# RDC - Redcape Hotel Group



## System (16 November 2018)

Redcape Hotel Group is an owner and operator of hotels (pubs). It operates 25 hotels in NSW and QLD, owning the freehold title to 23 of those venues. In addition, Redcape holds another freehold non-operating asset which generates rental income.

Redcape's hotels can be distinguished by a strong NSW gaming customer offer. A number of Redcape properties are listed among the highest ranking venues by EGM gaming revenue in NSW, including the El Cortez Hotel and the Eastwood Hotel, which are the 1st and 4th ranked hotels as at March 2017. Across the portfolio, Redcape has 730 EGMs, approximately half that of casino EGM's in NSW.

In addition to its gaming and on-premise businesses (alcohol and food consumed on-premise), Redcape operates an off-premise liquor business which includes drive-through outlets, walk-in bottleshops and a large format liquor store, all operating under the Liquor Stax brand

It is anticipated that RDC will list on the ASX on 30 November 2018.

https://www.redcape.com.au


----------



## Ann (25 March 2019)

This may be worth watching. S&P have just added it to the S&PASX 300 as at March 18th.
The chart is showing the daily Twiggs Money Flow as rising well but currently leveling. One has to ask will RedCape become a superhero or a fairy story?


----------



## greggles (18 August 2021)

Redcape Hotel Group plans to delist from the ASX after less than three years as a listed company due to a lack of broader institutional and retail investor support.

Prior to delisting, RDC is proposing to buy back its shares at a price of $1.15 per share from those shareholders looking to exit their investment, up to a total of $247.3 million.

Rows of bounding-box annotation data

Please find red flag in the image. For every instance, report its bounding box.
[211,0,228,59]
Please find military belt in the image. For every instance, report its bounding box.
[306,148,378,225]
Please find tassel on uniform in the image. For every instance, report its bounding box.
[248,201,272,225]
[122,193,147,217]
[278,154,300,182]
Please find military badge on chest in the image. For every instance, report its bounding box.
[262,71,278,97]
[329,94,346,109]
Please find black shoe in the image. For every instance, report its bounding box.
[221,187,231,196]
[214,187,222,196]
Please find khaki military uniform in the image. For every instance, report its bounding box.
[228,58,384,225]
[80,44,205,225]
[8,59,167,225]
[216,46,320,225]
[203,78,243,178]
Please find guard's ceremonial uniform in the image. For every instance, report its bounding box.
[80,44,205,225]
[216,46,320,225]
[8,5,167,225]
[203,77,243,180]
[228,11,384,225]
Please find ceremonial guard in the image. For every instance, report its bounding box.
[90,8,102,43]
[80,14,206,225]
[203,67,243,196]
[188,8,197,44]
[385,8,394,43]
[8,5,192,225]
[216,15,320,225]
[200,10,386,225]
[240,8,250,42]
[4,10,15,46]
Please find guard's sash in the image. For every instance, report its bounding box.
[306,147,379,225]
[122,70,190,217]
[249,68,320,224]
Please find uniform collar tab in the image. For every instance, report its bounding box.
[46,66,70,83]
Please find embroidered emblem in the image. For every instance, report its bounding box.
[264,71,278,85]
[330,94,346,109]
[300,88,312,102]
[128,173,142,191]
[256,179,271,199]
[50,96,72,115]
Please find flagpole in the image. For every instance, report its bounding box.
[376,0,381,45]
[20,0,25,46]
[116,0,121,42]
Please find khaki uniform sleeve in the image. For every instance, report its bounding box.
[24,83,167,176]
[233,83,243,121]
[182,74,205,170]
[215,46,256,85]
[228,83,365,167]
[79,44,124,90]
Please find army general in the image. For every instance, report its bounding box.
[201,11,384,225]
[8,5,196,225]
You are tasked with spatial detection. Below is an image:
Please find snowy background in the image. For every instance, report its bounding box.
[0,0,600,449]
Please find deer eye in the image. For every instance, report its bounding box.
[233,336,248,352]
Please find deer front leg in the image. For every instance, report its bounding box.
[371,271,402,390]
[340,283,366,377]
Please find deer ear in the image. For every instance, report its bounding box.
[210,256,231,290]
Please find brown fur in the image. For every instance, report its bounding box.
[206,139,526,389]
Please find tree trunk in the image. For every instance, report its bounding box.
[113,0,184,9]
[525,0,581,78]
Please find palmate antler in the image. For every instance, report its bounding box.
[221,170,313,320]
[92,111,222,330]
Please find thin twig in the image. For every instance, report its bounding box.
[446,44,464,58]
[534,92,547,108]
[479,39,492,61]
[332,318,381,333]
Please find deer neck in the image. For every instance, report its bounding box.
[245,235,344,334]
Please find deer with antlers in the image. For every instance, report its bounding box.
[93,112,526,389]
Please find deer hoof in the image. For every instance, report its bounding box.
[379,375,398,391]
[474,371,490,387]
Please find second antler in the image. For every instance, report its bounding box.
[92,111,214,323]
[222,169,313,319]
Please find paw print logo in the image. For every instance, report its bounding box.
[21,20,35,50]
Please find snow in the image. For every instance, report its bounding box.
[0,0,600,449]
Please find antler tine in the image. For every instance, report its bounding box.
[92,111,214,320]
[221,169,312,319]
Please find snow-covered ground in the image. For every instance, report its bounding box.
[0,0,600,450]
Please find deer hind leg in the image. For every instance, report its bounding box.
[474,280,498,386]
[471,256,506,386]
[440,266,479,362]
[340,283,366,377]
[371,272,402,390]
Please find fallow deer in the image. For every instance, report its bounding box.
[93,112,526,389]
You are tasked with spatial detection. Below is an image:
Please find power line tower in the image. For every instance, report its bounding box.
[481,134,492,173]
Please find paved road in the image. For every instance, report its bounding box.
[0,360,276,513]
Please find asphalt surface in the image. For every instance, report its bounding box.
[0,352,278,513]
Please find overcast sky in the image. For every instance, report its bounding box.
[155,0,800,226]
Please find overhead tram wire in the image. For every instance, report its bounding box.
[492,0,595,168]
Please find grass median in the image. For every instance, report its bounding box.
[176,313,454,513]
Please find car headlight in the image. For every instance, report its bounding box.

# [WORK TO DO]
**1)** Rescale the rows from the line with "Please find black" to the line with "[210,256,231,290]", including both of those lines, and write them all out again with their requests. Multiply every bounding-box coordinate in the answers by 2.3 and round each result to a whole number, with halves rounded up.
**2)** Take the Redcape Hotel Group thread further, starting right after its last post.
These rows are unrelated to the Redcape Hotel Group thread.

# [TASK-BY-TASK ANSWERS]
**1)**
Please find black shoe in the image. For every instance, report its bounding box.
[508,430,531,451]
[492,430,511,451]
Please find khaki military uniform in the image. For every instance, report its bounding box.
[524,133,883,518]
[184,101,472,518]
[18,136,384,518]
[497,106,736,518]
[467,179,559,409]
Please find guard's ceremonial uniform in the image. For every instance, report its bounding box.
[184,101,472,518]
[497,106,736,518]
[18,12,384,518]
[467,177,559,414]
[524,25,883,518]
Please find ceremonial guard in the image. For every instance, report its bounding box.
[207,18,235,99]
[184,32,474,518]
[467,154,559,451]
[432,18,453,101]
[886,18,906,99]
[18,12,442,518]
[497,35,736,518]
[460,23,888,518]
[552,18,575,97]
[9,23,35,106]
Please find guard's sash in the image. For every instance, report its bounding box.
[704,338,872,518]
[281,161,437,499]
[573,156,736,515]
Please find uniform collar tab in the image. For every instance, report its bounding box.
[106,152,161,191]
Please find embroidered emblem in the image. For every instance, report its bounding box.
[607,163,639,196]
[759,216,796,251]
[690,202,718,235]
[294,398,327,439]
[589,412,623,458]
[115,221,166,265]
Please find flagpole in the image. For every instance, report its bounding box.
[865,0,876,104]
[46,0,58,106]
[267,0,278,97]
Please find khaki uniform sleeve in the image. For every instance, report its bounding box.
[55,191,384,405]
[536,191,559,278]
[419,170,472,391]
[495,106,589,196]
[524,191,840,384]
[182,101,285,207]
Please find army general in the image. For every instance, report its bounding box.
[462,25,883,518]
[18,12,451,518]
You are tasked with spatial detection. Below is an image:
Please find snowy background in the image. For every instance, report its bounding box.
[0,0,1380,1033]
Please find deer eye in the image. For every instance, report its bounding box.
[536,773,570,810]
Please find deer front leg in the image. For every instance, report its bounding box.
[853,623,925,897]
[782,651,842,867]
Please find deer ear in the image. For every instance, report its bounding box.
[483,589,531,667]

**2)**
This explains RDC's recent share price gains.


----------



## Dona Ferentes (19 August 2021)

the commentary that led me to this stock tells a tale. Listed equity is a hard grind, it would seem.



> MA Financial (MAF)  owns more than 44 per cent of listed pub group Redcape Hotel Group through its various funds, and wants to delist Redcape to turn it  back into an unlisted fund.  It will give investors three choices:  retain their stake; sell out at $1.15 (a 22 per cent premium to  Redcape previous close); or participate in a rights issue at the same  price.
> 
> An independent committee of the Redcape board has backed the move, but  MA will not be able to vote its stake and MAF _co chief executives_, Chris  Wyke and Julian Biggins, stress they are not looking to force any hand.


----------



## System (3 November 2021)

On November 2nd 2021, Redcape Hotel Group (RDC) was removed from the ASX's Official List in accordance with Listing Rule 17.11, after security holders resolved to remove RDC from the Official List.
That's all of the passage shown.